Referring expression data:
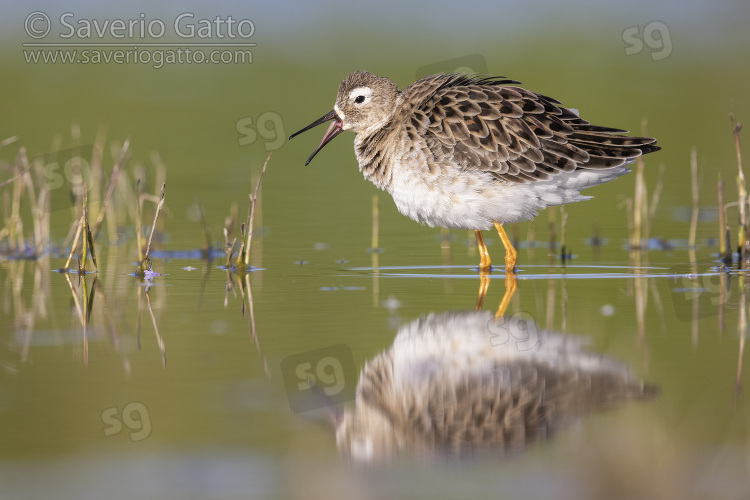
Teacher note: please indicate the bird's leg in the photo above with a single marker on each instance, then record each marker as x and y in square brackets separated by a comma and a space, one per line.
[510, 289]
[485, 265]
[510, 252]
[484, 284]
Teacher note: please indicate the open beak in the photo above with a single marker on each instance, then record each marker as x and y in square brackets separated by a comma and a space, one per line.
[334, 130]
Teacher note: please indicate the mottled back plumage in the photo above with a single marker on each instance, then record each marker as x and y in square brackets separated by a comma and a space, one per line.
[473, 152]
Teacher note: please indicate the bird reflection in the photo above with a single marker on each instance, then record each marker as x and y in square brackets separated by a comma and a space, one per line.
[464, 384]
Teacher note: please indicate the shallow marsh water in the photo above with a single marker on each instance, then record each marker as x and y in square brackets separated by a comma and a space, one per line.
[195, 385]
[171, 394]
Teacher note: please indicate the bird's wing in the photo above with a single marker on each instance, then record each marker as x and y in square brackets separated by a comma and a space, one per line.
[486, 123]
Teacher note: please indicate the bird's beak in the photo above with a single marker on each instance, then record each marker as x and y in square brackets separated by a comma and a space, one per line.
[334, 130]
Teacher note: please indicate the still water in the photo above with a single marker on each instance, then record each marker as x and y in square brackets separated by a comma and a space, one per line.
[615, 375]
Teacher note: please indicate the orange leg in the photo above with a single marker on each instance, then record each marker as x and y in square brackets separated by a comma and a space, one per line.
[484, 284]
[510, 252]
[484, 255]
[510, 289]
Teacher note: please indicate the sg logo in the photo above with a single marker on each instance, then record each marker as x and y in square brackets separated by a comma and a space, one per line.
[655, 36]
[134, 416]
[269, 126]
[319, 378]
[519, 331]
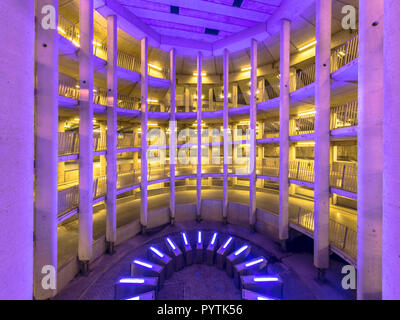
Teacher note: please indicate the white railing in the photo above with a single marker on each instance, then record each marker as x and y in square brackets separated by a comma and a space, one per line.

▸ EXERCISE
Only the lines from the one with "Teacher note: please indicate the bird's beak" through the final line of the data should be written out, exactly and including both ends. Skip the pictures.

▸ COMPLETED TASK
Teacher note: please indicate the bird's beak in the photo above with a single marker on each instance, then record each marker as x and y in square brackets separated by a comma and a space, one per line.
[334, 130]
Teacher note: please indicate the still water in the photo above with a single marker on each instance, then record each marker as x and y in square brackets separated by a comma and a space, one per line.
[615, 375]
Teacher note: please indicate the orange leg in the photo above with a single marker on each instance, then record each marker as x and y in square brackets separated by a comma and a space, one per line.
[484, 284]
[510, 252]
[484, 255]
[510, 289]
Teacher note: please indicate the sg logo in the photo above with a single marker on each instance, then record each marker as x and y in square brackets separated by a comma and a space, one per line.
[655, 36]
[134, 416]
[269, 126]
[319, 378]
[519, 331]
Teacher note: please indicate the white railing in the photo above with a single marker on each instance, then record each marker as x and y in square brackets separated by a comma and a space, one per line.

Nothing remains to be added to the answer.